Start of Page extract

But I do pose the manner in which I construe the meaning of dasein above as revolving around ethics, morality and the law.
In judging George’s action there are facts that can be demonstrated/established. Objective truths embedded in his life predisposing him to shoot the dog.
Mitigating circumstances they might be called if it were ever to become a matter of the law.
Dasein as I understand it is largely moot here. There are facts about “I” which are not really open to dispute. Where was “I” born"? When was “I” born? What are “I’s” genetic/biological components? Who were part of “I’s” family? “I’s” community? What was “I” indoctrinated to believe about particular moral and political issues as a child? What was “I” indoctrinated to believe about God and religion as a child. These are facts that may or may not be conclusively established. Facts that objectively are true for all of us. Why? Because they are in fact true.
It’s just that even in the either/or world only an omniscient God would have access to all of the facts. Facts going all the way back to an understanding of existence itself.
But human interactions with dogs varies down through the ages. And they produce conflicting cultural/individual narratives. For some dogs are part of their diet, for others they are raised to fight other dogs; or, for others still, they are trained to be performers or drug detectors or killers.

End of Page extract

■ Prompt A: In the passage on dasein and George's shooting of the dog, who alone would have access to all of the facts even in the either/or world?
■ Prompt B: Decide whether each statement agrees with the passage on dasein and George's shooting of the dog, answering yes or no and quoting the deciding words: (i) Dasein is described as largely moot in judging George's action. (ii) The facts about "I" are described as wide open to dispute. (iii) Some people raise dogs to fight other dogs.
■ Prompt C: Go on with the passage on dasein and George's shooting of the dog, picking up after its final sentence.

Start of Data listing

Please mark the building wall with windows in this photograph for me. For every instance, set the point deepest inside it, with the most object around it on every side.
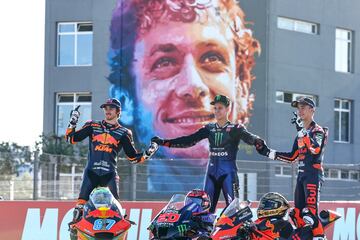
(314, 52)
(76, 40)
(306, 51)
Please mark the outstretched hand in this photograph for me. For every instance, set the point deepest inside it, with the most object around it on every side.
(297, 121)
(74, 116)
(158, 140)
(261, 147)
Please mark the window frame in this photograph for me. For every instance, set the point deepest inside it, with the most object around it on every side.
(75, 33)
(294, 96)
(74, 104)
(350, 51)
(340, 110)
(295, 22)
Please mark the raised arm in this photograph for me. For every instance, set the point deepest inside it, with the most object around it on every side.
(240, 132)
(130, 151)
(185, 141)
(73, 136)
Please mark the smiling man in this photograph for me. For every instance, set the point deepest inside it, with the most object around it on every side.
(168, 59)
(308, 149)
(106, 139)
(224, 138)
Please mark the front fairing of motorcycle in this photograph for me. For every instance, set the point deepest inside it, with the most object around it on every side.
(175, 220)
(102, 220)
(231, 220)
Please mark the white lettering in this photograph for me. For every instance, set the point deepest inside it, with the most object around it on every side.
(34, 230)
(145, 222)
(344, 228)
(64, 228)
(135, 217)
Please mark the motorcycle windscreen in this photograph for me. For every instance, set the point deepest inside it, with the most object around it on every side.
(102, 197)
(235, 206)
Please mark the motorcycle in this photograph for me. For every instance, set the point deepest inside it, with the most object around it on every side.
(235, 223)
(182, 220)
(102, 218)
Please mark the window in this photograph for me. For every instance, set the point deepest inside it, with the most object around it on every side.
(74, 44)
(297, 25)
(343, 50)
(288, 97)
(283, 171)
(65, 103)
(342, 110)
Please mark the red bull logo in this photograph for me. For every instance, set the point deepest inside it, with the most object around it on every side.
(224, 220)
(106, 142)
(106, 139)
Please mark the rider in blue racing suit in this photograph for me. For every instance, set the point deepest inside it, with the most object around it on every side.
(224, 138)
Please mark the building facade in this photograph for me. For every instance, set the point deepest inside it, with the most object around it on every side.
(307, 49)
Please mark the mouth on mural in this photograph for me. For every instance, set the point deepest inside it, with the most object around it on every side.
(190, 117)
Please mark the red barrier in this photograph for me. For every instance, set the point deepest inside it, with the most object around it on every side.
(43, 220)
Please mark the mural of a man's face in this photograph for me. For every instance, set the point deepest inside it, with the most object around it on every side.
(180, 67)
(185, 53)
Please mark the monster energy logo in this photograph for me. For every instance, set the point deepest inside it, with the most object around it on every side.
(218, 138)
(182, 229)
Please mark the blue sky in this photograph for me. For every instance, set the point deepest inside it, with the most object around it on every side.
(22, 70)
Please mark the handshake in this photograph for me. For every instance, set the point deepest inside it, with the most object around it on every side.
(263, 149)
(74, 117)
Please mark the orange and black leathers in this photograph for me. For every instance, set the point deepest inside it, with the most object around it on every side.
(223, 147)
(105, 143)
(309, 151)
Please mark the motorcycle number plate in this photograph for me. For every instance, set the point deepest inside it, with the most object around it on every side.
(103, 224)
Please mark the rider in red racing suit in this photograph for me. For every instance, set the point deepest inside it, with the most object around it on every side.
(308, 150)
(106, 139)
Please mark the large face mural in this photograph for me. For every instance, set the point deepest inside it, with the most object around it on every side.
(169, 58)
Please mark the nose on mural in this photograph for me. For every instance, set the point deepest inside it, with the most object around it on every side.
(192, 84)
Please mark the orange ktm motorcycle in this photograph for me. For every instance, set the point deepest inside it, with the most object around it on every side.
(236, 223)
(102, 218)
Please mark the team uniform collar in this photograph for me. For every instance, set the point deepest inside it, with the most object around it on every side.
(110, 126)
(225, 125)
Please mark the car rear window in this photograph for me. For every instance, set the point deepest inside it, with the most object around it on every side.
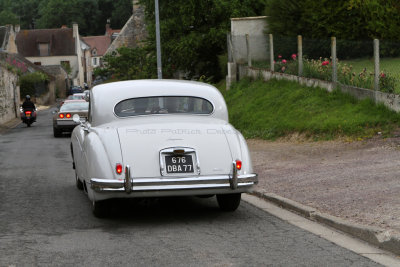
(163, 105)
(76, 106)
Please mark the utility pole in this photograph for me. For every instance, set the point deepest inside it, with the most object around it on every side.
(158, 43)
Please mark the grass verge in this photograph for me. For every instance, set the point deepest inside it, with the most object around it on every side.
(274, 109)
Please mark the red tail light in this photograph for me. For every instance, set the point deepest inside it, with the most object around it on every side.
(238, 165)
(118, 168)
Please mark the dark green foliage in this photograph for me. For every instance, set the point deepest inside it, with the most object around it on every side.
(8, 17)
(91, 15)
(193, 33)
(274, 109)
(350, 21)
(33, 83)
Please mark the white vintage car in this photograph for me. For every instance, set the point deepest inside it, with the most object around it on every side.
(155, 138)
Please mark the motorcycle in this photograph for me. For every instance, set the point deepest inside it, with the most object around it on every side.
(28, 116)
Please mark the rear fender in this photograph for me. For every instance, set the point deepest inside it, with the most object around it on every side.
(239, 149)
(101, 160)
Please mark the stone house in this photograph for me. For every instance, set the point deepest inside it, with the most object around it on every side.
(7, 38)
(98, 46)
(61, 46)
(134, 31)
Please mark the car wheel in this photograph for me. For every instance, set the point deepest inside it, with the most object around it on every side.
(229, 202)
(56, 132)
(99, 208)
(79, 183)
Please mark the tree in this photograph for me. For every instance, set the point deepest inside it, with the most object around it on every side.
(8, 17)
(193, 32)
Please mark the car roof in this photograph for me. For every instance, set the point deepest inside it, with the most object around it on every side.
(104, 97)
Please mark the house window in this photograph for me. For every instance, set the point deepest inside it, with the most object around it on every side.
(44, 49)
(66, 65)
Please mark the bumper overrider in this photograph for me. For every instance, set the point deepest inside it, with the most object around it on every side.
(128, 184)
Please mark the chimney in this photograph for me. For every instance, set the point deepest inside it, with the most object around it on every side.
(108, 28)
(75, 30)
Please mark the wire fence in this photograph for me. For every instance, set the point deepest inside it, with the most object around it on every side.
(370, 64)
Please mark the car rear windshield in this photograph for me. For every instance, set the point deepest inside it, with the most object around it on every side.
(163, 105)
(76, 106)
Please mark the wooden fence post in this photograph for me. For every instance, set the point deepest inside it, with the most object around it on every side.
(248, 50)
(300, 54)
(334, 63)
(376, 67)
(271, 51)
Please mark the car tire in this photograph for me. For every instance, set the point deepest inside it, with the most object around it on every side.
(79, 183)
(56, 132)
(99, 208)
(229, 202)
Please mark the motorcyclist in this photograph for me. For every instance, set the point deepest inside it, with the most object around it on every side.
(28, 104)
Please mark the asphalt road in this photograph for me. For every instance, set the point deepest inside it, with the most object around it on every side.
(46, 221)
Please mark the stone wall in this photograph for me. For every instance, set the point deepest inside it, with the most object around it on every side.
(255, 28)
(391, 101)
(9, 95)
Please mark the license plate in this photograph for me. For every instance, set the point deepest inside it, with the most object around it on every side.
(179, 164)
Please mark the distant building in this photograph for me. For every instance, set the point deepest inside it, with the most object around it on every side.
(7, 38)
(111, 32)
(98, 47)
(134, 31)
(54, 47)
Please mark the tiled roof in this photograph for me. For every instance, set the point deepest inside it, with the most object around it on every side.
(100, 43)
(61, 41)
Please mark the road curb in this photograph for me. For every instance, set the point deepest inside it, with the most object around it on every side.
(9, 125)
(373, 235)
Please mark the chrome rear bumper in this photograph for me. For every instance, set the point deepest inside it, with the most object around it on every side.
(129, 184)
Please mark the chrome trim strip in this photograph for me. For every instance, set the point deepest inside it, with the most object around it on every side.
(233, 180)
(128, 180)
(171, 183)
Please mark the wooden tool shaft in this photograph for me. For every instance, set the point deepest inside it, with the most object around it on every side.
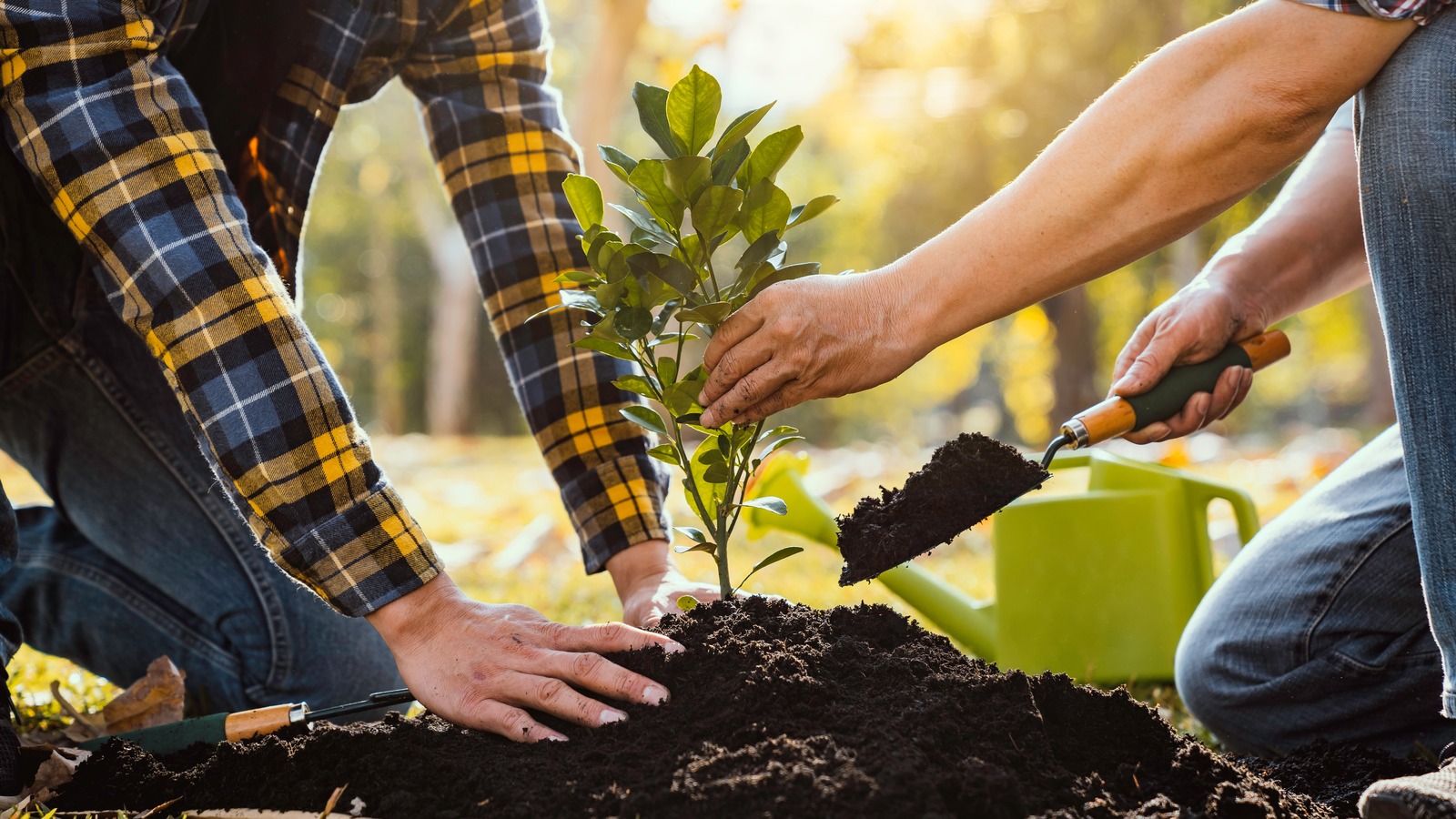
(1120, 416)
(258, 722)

End of Data listing

■ Expected output A: Only an omniscient God would have access to all of the facts.

■ Expected output B:
(i) Yes: "Dasein as I understand it is largely moot here."
(ii) No: "There are facts about “I” which are not really open to dispute."
(iii) Yes: "for others they are raised to fight other dogs"

■ Expected output C:
The dasein part [as I understand it] revolves around our personal reactions to these behaviors — behaviors construed to be either moral or immoral. As then construed to be bahaviors that ought or ought not to be proscribed.
In other words, philosophers/ethicists do not appear [to me] to have at their disposal the tools necessary to resolve these conflicting narratives/values/behaviors.
How are rational men and women obligated to treat dogs?
And the crucial factor embedded in the determinism debate revolves around establishing the extent to which all human behaviors are only ever as they could have been.
No less so in human beings than as in dogs. As in termites. It’s just that our own species has acquired the illusion that “I” chooses these things with at least some measure of actual autonomy.